Task description
Print out every record exactly as it appears.

(Saved entries)
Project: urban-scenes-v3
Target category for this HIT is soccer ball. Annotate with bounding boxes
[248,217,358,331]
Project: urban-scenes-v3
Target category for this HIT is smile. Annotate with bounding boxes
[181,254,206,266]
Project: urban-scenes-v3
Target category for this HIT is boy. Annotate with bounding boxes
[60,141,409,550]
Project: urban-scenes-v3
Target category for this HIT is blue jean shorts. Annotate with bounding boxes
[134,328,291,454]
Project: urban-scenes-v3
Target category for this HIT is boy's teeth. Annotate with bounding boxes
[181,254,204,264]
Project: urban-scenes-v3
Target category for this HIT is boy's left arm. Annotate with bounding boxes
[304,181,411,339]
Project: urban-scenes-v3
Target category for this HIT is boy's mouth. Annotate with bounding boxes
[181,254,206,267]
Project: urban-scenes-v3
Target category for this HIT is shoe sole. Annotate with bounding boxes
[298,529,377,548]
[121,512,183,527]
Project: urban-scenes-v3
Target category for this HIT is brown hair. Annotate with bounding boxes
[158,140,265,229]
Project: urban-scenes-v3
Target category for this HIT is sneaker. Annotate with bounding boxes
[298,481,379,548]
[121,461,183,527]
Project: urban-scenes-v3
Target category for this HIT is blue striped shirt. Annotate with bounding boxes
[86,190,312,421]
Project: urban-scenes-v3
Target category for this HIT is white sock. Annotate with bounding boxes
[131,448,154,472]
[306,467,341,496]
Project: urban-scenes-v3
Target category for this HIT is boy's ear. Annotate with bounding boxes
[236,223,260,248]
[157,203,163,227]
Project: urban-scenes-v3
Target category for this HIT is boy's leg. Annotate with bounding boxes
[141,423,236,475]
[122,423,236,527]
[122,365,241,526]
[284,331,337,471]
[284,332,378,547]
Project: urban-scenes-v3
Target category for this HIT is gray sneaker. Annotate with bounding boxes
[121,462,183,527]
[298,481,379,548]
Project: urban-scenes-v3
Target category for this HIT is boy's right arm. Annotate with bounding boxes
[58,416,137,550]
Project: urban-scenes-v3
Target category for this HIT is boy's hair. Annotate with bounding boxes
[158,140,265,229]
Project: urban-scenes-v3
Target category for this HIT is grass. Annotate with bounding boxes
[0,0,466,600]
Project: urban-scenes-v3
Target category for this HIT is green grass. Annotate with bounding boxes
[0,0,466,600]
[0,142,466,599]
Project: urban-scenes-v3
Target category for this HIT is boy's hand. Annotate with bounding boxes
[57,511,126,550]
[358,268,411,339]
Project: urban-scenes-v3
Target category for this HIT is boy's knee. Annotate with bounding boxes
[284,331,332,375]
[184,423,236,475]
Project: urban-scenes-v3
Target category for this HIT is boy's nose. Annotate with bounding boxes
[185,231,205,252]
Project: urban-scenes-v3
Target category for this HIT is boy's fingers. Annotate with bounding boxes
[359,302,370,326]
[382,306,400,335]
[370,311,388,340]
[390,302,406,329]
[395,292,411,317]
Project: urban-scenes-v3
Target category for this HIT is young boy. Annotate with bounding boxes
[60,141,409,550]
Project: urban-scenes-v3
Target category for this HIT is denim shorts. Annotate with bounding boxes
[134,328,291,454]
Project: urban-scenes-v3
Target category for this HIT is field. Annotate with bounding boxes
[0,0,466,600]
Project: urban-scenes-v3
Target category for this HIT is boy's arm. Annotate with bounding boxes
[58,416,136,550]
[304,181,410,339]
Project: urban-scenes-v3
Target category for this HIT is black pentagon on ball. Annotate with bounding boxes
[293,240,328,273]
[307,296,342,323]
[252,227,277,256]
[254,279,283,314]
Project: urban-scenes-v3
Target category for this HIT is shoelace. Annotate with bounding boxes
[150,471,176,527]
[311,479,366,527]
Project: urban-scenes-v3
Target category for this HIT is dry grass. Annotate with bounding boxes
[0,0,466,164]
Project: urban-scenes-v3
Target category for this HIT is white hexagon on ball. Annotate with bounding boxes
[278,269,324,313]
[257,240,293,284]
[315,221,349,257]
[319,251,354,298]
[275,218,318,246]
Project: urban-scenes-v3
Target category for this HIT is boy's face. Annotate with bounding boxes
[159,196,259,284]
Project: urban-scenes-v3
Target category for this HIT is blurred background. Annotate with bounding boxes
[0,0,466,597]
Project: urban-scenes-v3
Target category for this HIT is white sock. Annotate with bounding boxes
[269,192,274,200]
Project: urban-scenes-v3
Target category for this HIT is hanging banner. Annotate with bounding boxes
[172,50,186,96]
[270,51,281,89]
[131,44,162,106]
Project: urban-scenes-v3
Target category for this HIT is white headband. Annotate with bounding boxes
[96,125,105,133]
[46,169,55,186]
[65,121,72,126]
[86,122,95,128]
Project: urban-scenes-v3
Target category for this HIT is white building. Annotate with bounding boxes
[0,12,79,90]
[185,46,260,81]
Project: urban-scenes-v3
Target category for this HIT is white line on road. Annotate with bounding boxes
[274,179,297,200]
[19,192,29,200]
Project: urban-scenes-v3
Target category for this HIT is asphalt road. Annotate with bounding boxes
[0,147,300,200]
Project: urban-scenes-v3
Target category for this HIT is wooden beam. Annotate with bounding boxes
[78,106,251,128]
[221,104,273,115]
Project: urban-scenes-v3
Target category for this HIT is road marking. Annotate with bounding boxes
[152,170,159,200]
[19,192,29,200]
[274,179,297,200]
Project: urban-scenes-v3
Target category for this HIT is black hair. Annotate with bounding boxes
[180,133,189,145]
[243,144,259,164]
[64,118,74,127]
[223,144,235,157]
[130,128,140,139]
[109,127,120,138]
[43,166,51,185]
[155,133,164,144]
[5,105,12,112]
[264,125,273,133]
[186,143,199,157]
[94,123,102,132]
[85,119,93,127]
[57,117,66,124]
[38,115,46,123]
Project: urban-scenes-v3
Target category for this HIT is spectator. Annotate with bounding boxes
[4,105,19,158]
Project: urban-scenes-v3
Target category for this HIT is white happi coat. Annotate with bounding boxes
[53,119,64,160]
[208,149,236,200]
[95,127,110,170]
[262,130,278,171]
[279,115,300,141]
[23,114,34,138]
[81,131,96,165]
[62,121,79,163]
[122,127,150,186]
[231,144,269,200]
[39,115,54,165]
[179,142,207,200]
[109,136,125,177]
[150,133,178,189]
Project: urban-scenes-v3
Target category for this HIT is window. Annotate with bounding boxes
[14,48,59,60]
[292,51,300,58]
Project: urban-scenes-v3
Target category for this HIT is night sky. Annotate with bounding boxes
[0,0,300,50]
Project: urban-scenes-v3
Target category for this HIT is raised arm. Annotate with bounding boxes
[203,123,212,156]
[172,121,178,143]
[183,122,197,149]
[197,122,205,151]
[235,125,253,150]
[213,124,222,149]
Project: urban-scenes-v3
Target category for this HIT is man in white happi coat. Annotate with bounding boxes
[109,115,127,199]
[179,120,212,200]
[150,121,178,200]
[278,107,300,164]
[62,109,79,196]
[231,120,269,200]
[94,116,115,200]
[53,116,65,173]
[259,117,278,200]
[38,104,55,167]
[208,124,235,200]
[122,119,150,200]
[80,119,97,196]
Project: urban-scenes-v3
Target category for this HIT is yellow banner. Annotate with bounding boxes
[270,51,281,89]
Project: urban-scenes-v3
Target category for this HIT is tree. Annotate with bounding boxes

Completed task
Project: urban-scenes-v3
Target category for this HIT is soccer ball. Annotate with bounding boxes
[248,217,358,331]
Project: urban-scenes-v3
Target category for this HIT is smile. Annotate with bounding boxes
[181,254,206,266]
Project: urban-scenes-v3
Target category for this HIT is boy. Annotate with bounding boxes
[60,141,409,550]
Project: urban-scenes-v3
Target category for this HIT is blue jean shorts. Annotate with bounding boxes
[134,328,291,454]
Project: urban-scenes-v3
Target category for this HIT is boy's teeth. Annotate with bounding boxes
[181,254,204,264]
Project: urban-scenes-v3
Target category for this HIT is boy's left arm. Annotate with bounding boxes
[304,181,411,339]
Project: urban-scenes-v3
Target category for this HIT is boy's mouth. Annotate with bounding boxes
[181,254,206,267]
Project: urban-scenes-v3
Target category for this HIT is shoe sole. Annotate with bounding boxes
[298,529,377,548]
[121,512,183,527]
Project: urban-scenes-v3
Target category for this HIT is brown hair. Annotate with bounding boxes
[158,140,265,229]
Project: urban-scenes-v3
Target category for this HIT is sneaker. Annotate with bounding boxes
[298,481,379,548]
[121,461,183,527]
Project: urban-scenes-v3
Target category for this HIT is blue striped shirt. Annotate with bounding boxes
[86,190,312,421]
Project: urban-scenes-v3
Target category for this HIT is white sock. Annotate with bounding boxes
[131,448,154,472]
[306,467,341,496]
Project: urban-scenes-v3
Target category for this HIT is boy's ear. Annotate with bounding boxes
[236,223,260,248]
[157,203,163,227]
Project: urban-scenes-v3
Target category for this HIT is boy's leg. Annotate with bounding boxes
[141,423,236,475]
[122,423,236,527]
[122,365,241,526]
[284,331,337,471]
[284,332,378,547]
Project: urban-scenes-v3
Target category for this HIT is gray sneaker. Annotate with bounding boxes
[121,462,183,527]
[298,481,379,548]
Project: urban-scenes-v3
Target category for this HIT is boy's right arm. Annotate with bounding boxes
[58,416,137,550]
Project: urban-scenes-v3
Target category for this HIT is boy's hair. Annotate with bounding boxes
[158,140,265,229]
Project: urban-scenes-v3
Target category for this HIT is grass. Annotate with bounding boxes
[0,0,466,600]
Project: urban-scenes-v3
Target category for this HIT is green grass. Annotate with bounding boxes
[0,0,466,600]
[0,142,466,599]
Project: urban-scenes-v3
Target category for this HIT is boy's hand. Annotate with bounding boxes
[57,511,126,550]
[358,268,411,339]
Project: urban-scenes-v3
Target category for this HIT is boy's knee. Annotate with bounding boxes
[284,331,332,375]
[184,423,236,475]
Project: urban-scenes-v3
Target category for this HIT is boy's nose. Annotate with bounding boxes
[185,231,205,252]
Project: urban-scenes-v3
Target category for this HIT is boy's fingers. Annotate with bounding boxes
[359,302,370,326]
[382,306,400,335]
[370,311,388,340]
[390,302,406,329]
[395,292,411,317]
Project: urban-scenes-v3
Target category for this HIT is young boy. Annotate with bounding boxes
[60,141,409,550]
Project: urban-scenes-v3
Target category for this HIT is denim shorts. Annotate with bounding boxes
[134,328,291,454]
Project: urban-scenes-v3
Target category for this HIT is field. Annotate with bounding boxes
[0,0,466,600]
Project: urban-scenes-v3
Target category for this HIT is boy's arm. Annotate with bounding boxes
[58,416,136,550]
[304,181,410,339]
Project: urban-scenes-v3
Target category for this HIT is black pentagon on ball. Annotate with bounding boxes
[293,240,328,273]
[307,296,342,323]
[252,227,277,256]
[254,279,283,314]
Project: urban-scenes-v3
Target category for this HIT is shoelace. Annotate with bounding boxes
[150,471,176,527]
[311,479,366,527]
Project: urban-scenes-v3
Target category for this HIT is dry grass. Annotate with bounding boxes
[0,0,466,164]
Project: urban-scenes-v3
Target category for this HIT is white hexagon on ball. Annotate with bounding boxes
[278,269,324,313]
[257,240,293,284]
[315,221,349,257]
[319,251,354,298]
[275,218,318,246]
Project: urban-scenes-v3
Target category for this HIT is boy's face. Annotate with bounding boxes
[159,196,259,284]
Project: urban-scenes-v3
Target category for this HIT is blurred background. Annotate with bounding boxes
[0,0,466,597]
Project: urban-scenes-v3
Target category for this HIT is white sock. Annotate with bounding boxes
[269,192,274,200]
Project: urban-scenes-v3
Target category for this HIT is hanging banner. Annotate with bounding boxes
[172,50,186,96]
[270,51,281,89]
[131,44,162,106]
Project: urban-scenes-v3
Target category for this HIT is white headband. Annotate with bounding boxes
[96,125,105,133]
[46,169,55,186]
[65,121,72,126]
[86,122,95,128]
Project: urban-scenes-v3
Target category for this HIT is white building. Annotate with bounding boxes
[0,12,79,90]
[185,46,260,81]
Project: urban-scenes-v3
Target category for this HIT is white line on road. Annotate with bounding boxes
[274,179,297,200]
[19,192,29,200]
Project: urban-scenes-v3
Target category for this HIT is asphalt road. Annotate with bounding boxes
[0,147,300,200]
Project: urban-scenes-v3
Target category for this HIT is wooden beam. Annotate with bounding boxes
[78,106,251,128]
[221,104,273,115]
Project: urban-scenes-v3
Target category for this HIT is road marking. Annotate with bounding boxes
[152,170,159,200]
[19,192,29,200]
[274,179,297,200]
Project: urban-scenes-v3
Target category for this HIT is black hair. Annotate with bounding boxes
[180,133,189,145]
[243,144,259,164]
[64,118,74,127]
[223,144,235,157]
[130,128,140,139]
[109,127,120,138]
[43,166,51,185]
[155,133,164,144]
[5,105,12,112]
[264,125,273,133]
[186,143,199,157]
[94,123,102,132]
[85,119,93,127]
[57,117,66,124]
[38,115,46,123]
Project: urban-scenes-v3
Target category for this HIT is spectator. Annotate with bounding boxes
[4,105,19,158]
Project: urban-scenes-v3
Target category for this HIT is white happi coat. Annotate with bounding boxes
[53,119,64,160]
[208,149,236,200]
[95,127,110,170]
[262,130,278,171]
[279,115,300,141]
[23,114,34,138]
[81,131,96,165]
[62,121,79,163]
[122,127,150,186]
[231,144,269,200]
[39,115,54,165]
[179,142,207,200]
[109,136,125,177]
[150,133,178,189]
Project: urban-scenes-v3
Target category for this HIT is window. Annotate with bounding boxes
[14,48,59,60]
[292,51,300,58]
Project: urban-scenes-v3
Target category for this HIT is night sky. Annotate with bounding boxes
[0,0,300,50]
Project: urban-scenes-v3
Target category for this HIT is raised arm. Annotate with bounding boxes
[203,123,212,156]
[172,121,178,143]
[183,122,197,149]
[197,122,205,151]
[235,125,253,150]
[213,124,222,149]
Project: urban-scenes-v3
Target category for this HIT is man in white happi coat. Annotate with bounding boxes
[109,115,127,199]
[179,120,212,200]
[150,121,178,200]
[278,107,300,164]
[62,109,79,196]
[231,120,269,200]
[94,116,115,200]
[53,116,65,173]
[259,117,278,200]
[38,104,55,167]
[208,124,235,200]
[122,119,150,200]
[80,119,97,196]
Project: urban-scenes-v3
Target category for this HIT is yellow banner. Annotate with bounding boxes
[270,51,281,89]
Project: urban-scenes-v3
Target category for this HIT is tree. Annotate with bounding boxes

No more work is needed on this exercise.